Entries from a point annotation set
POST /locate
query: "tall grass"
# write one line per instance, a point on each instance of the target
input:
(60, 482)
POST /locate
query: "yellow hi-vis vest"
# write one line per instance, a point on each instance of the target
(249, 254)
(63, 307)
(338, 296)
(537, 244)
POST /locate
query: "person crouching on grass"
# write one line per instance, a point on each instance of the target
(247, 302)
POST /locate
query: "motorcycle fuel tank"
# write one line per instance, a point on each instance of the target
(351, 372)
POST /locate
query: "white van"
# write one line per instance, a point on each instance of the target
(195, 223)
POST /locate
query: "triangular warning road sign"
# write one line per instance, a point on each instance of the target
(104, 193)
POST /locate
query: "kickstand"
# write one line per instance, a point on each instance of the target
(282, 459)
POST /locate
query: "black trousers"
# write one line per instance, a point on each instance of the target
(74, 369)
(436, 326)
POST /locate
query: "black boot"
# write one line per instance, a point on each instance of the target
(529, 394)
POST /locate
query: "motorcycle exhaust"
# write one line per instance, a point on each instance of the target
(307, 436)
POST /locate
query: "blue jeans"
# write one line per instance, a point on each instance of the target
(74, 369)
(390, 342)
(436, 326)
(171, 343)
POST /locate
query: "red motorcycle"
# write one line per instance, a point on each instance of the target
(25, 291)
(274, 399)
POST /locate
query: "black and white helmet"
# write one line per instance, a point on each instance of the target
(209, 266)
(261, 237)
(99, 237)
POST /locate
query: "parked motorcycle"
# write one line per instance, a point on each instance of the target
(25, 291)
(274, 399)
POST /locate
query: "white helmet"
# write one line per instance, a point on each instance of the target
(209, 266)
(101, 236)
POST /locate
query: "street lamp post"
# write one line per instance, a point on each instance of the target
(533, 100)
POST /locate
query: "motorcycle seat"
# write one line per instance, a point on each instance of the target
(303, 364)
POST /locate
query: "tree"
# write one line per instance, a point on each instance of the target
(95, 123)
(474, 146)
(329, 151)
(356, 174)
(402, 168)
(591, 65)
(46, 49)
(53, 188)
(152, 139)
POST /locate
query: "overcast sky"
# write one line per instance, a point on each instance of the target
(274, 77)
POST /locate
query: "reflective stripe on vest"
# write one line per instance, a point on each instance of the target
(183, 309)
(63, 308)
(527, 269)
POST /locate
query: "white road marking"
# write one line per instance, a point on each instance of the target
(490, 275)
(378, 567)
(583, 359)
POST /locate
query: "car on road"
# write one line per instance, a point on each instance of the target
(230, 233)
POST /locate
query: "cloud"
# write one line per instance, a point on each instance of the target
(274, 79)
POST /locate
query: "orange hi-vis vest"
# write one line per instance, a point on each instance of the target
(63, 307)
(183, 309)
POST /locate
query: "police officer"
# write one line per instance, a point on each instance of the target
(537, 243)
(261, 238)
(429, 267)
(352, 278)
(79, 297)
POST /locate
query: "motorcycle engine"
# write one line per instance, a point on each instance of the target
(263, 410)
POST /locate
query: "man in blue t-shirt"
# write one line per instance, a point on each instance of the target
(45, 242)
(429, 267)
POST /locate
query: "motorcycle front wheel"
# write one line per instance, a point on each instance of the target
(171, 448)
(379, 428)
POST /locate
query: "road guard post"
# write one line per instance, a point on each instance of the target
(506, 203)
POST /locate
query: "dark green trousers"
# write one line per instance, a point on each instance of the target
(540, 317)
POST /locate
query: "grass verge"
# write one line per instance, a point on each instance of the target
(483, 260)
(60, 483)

* * *

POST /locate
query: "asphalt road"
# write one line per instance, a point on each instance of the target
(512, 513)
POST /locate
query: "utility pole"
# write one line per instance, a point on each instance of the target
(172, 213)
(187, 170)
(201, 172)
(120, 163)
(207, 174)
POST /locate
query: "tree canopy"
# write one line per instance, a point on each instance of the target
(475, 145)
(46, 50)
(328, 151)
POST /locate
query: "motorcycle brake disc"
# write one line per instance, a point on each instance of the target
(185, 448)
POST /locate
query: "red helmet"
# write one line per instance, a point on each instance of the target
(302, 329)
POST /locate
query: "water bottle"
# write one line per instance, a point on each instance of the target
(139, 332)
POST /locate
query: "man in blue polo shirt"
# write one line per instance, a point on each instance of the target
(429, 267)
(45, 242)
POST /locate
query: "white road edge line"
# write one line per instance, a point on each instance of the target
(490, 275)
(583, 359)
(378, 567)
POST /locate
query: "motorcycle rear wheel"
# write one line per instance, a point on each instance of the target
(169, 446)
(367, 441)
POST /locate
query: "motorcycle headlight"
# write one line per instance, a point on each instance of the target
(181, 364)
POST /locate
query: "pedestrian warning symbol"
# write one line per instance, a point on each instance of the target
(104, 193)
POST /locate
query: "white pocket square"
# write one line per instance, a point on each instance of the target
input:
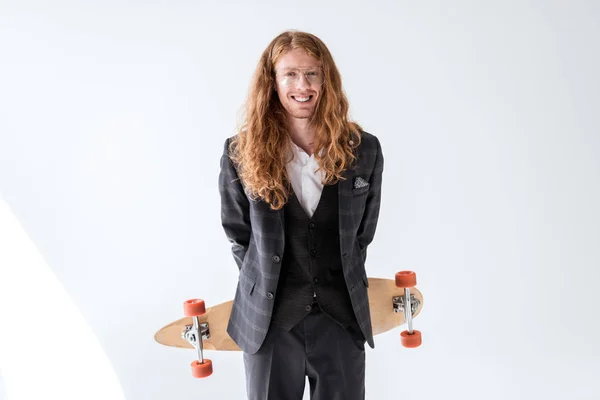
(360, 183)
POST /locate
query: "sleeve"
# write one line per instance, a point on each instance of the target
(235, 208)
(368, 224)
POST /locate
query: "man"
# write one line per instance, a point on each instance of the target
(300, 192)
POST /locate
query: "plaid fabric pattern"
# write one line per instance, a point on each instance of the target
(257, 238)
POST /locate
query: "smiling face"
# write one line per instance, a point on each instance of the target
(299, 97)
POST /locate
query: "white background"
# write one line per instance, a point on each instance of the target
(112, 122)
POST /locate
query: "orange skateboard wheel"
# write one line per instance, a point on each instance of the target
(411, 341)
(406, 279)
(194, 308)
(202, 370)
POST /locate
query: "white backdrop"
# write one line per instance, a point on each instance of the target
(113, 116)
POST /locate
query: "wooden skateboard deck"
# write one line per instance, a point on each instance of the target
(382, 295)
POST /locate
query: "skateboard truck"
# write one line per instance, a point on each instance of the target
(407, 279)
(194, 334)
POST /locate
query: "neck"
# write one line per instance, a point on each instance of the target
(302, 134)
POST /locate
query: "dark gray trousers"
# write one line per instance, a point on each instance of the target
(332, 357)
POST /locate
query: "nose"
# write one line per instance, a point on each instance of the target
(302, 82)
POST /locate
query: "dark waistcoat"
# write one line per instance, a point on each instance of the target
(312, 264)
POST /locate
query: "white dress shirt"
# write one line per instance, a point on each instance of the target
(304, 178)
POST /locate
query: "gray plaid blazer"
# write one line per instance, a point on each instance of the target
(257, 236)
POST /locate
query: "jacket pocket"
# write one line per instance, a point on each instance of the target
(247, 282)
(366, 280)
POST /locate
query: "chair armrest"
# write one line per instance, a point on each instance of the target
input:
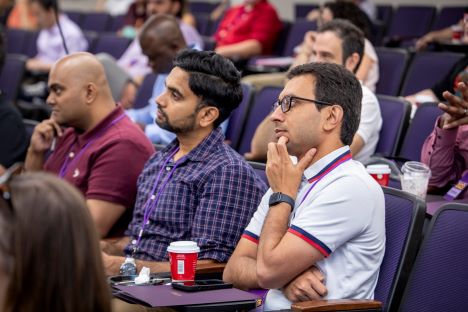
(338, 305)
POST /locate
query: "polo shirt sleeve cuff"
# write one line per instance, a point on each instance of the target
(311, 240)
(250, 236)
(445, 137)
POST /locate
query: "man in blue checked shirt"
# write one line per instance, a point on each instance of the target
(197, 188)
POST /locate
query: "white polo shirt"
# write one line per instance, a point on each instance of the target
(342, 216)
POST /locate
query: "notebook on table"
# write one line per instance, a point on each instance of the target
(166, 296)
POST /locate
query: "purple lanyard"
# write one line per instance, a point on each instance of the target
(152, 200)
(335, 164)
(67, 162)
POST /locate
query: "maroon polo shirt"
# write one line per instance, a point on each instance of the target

▶ **THE TASK**:
Tally the lines in the rows above that contain the string "road", and reply with only that number.

▶ **RESPONSE TO THIS EXERCISE**:
6